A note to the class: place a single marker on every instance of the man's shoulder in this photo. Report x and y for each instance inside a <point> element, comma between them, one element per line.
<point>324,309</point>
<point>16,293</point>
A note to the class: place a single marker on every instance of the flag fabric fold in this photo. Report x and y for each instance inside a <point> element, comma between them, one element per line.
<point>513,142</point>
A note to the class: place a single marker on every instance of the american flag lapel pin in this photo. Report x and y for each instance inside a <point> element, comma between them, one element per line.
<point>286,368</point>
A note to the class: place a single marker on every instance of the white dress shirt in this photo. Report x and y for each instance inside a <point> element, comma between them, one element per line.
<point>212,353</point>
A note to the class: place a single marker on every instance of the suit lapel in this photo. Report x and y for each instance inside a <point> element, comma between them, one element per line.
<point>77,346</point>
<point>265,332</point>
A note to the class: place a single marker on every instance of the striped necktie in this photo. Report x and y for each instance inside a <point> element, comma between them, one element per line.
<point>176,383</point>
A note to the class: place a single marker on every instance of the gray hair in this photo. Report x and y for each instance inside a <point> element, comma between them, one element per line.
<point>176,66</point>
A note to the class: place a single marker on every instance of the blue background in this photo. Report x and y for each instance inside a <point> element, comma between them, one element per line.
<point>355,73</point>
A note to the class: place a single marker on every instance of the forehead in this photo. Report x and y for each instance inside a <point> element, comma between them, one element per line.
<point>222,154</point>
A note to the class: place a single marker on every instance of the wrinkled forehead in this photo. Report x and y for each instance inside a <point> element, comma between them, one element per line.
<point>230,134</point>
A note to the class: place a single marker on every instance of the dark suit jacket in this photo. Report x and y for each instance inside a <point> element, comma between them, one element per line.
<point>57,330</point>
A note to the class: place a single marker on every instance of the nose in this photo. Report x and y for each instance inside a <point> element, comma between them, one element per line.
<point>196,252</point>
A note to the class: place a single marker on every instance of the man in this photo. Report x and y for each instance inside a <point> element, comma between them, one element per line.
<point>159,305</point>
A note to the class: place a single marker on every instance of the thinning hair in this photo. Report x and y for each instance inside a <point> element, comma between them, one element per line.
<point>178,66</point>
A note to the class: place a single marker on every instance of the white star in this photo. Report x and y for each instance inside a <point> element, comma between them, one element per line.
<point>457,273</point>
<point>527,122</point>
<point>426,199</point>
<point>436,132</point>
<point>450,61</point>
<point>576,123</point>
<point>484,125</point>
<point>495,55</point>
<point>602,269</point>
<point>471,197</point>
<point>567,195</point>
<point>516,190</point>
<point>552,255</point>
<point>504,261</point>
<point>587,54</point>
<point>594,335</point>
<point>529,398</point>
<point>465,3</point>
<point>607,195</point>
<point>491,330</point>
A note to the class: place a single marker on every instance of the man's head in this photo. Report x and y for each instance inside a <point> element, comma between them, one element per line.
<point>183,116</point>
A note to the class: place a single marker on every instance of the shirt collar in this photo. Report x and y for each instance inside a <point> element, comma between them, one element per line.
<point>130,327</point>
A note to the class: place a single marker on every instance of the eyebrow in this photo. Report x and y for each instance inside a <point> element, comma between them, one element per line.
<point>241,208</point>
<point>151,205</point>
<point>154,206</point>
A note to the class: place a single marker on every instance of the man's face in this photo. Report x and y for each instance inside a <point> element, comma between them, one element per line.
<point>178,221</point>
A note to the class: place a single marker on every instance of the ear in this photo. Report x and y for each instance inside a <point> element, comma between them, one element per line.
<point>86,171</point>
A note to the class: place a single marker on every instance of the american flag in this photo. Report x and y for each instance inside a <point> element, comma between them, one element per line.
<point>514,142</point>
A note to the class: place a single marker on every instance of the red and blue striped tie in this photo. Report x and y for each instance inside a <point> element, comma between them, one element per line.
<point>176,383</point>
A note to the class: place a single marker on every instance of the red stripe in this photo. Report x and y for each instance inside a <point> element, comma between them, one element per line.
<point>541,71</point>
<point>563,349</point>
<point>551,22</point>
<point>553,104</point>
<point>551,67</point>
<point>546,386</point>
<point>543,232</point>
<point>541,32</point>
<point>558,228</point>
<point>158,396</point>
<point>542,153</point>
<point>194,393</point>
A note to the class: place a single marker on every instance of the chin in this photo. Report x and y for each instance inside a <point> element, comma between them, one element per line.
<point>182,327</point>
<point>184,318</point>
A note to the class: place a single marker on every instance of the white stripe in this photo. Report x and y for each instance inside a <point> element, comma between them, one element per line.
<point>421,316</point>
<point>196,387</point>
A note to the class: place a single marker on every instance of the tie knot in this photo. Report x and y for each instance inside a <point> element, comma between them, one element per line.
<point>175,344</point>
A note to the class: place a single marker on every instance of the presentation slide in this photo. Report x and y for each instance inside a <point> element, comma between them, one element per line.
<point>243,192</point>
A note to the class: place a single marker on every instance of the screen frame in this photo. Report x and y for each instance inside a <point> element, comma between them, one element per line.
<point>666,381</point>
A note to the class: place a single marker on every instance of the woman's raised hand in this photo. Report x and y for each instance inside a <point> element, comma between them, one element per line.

### YOUR INSTRUCTIONS
Rewrite all of the entries above as a numbered list, leaving out any blank lines.

### RESULT BELOW
1. A note to the class: place a single marker on every instance of the man's shoulder in this photo. Report x and y for each instance inside a <point> element, comma between them, one element per line.
2. <point>324,309</point>
3. <point>16,293</point>
4. A note to the class: place a single marker on every instance of the flag fabric fold in this photo. Report x and y for each instance inside a <point> element, comma between them, one element per line.
5. <point>513,142</point>
6. A note to the class: place a single marker on every instance of the american flag lapel pin in this photo. Report x and y for each instance inside a <point> element, comma between them, one element per line.
7. <point>286,368</point>
8. A note to the class: place a single marker on every instance of the white dress shirt in this photo. Report x and y for each instance inside a <point> element, comma between them, one element per line.
9. <point>212,353</point>
10. A note to the class: place a single marker on every instance of the suit lapel in this photo. Report x and y for each instance inside a <point> element, comma between them, one element per line.
11. <point>77,346</point>
12. <point>265,332</point>
13. A note to the class: place a single marker on every instance of the striped necktie in this photo. Report x and y for each instance inside a <point> element, comma between them, one element per line.
14. <point>176,383</point>
15. A note to the class: place a single marker on every instance of the gray hair in this photo. Report x and y for each instance inside a <point> element, comma between them, one element per line.
16. <point>176,66</point>
17. A note to the class: place a single marker on every instance of the blue background in this photo. Report x and y for each instance inside a <point> element, comma between them, one element per line.
18. <point>355,73</point>
19. A note to the class: place a single marker on every instance of the forehead in this photo. Report x and y for each instance inside a <point> element, comma between them, one element per line.
20. <point>222,154</point>
21. A note to the class: place a single marker on every instance of the wrinkled forehead in this photo. Report x and y for each instance inside a <point> element, comma between them, one element per line.
22. <point>230,134</point>
23. A note to the class: place a single marker on every instance of the dark suit jacket in this photo. Report x and y for each instance inside a <point> element, comma between them, one element per line.
24. <point>57,330</point>
25. A note to the class: place a single marker on every instance of the nose in this photo. Report x and y for each instance inside a <point> element, comma between them, one element per line.
26. <point>196,252</point>
27. A note to the class: place a single marker on every instance of the man in this photo. Report x and y for each instance inside a <point> element, comma between them, one element per line.
28. <point>159,305</point>
29. A note to the class: place a single marker on every instance of the thinning hair in this photo. Report x and y for each instance inside a <point> element, comma between them, one element per line.
30. <point>178,66</point>
31. A note to the class: place a single marker on every instance of the white star in this photo. Report x and y for each instance inside a <point> element, comma between them, one element per line.
32. <point>457,273</point>
33. <point>527,122</point>
34. <point>426,199</point>
35. <point>436,132</point>
36. <point>450,61</point>
37. <point>576,123</point>
38. <point>484,125</point>
39. <point>495,55</point>
40. <point>602,269</point>
41. <point>471,197</point>
42. <point>567,195</point>
43. <point>516,190</point>
44. <point>552,255</point>
45. <point>504,261</point>
46. <point>587,54</point>
47. <point>594,335</point>
48. <point>529,398</point>
49. <point>465,3</point>
50. <point>607,195</point>
51. <point>491,330</point>
52. A note to the class: place a single marker on every instance of the man's head in this photo. Report x and y for each instance inside a <point> element, comma between them, one element per line.
53. <point>183,116</point>
54. A note to the class: place a single marker on every instance of the shirt collar in this photo. Report x and y for each instance inside a <point> element, comma between them, one element per line.
55. <point>130,327</point>
56. A note to the class: place a single marker on every instance of the eyebrow in this photo. Report x and y for each instance inside a <point> element, comma between them, one element per line.
57. <point>241,208</point>
58. <point>151,205</point>
59. <point>154,206</point>
60. A note to the class: place a single marker on every instance of the man's face in this photo. Report x and y for each instance inside a <point> element, comma between them, one element per line.
61. <point>178,221</point>
62. A note to the class: place a single marker on every instance of the ear in this photo. Report x and y for each instance inside a <point> element, comma between them, one element per line.
63. <point>86,171</point>
64. A note to the class: place a single marker on every instance of the american flag in this photo. Report x and y for each instance inside a <point> element, comma between them, one element per line.
65. <point>514,142</point>
66. A note to the class: place a single marker on every instance of the red and blue striped tie in this photo. Report x and y for each instance inside a <point> element, comma between them, one element per line.
67. <point>176,383</point>
68. A note to the class: place a single marker on every instance of the red stripe in this photo. Report x and y for each instance inside a <point> element, comma between them, one element per line.
69. <point>541,71</point>
70. <point>563,349</point>
71. <point>551,22</point>
72. <point>553,104</point>
73. <point>551,67</point>
74. <point>546,386</point>
75. <point>543,232</point>
76. <point>541,32</point>
77. <point>558,228</point>
78. <point>158,396</point>
79. <point>542,153</point>
80. <point>194,393</point>
81. A note to the class: place a single marker on every instance of the chin in this photo. Report x and y for each instance inside a <point> element, comma between them, one element per line.
82. <point>182,327</point>
83. <point>184,318</point>
84. A note to the class: place a single marker on every instance of the white stripe in this photo. Report x and y for each instance inside a <point> element, comma between them, one element per line.
85. <point>421,316</point>
86. <point>196,387</point>
87. A note to the class: place a single marker on every instance of the tie knot in this photo. Report x and y for each instance inside a <point> element, comma between them, one element per line.
88. <point>175,344</point>
89. A note to the class: place a single marker on every instance of the presentation slide in this photo. Report x and y for each instance inside a <point> element, comma between them, one element per line.
90. <point>243,192</point>
91. A note to the class: place a single marker on every instance of the screen frame in this photo. Report x and y for each instance inside a <point> element, comma between them, one element per line.
92. <point>666,381</point>
93. A note to the class: place a single marker on every instance of the woman's raised hand in this photo. Report x and y for each instance inside a <point> element, comma between them, one element per line.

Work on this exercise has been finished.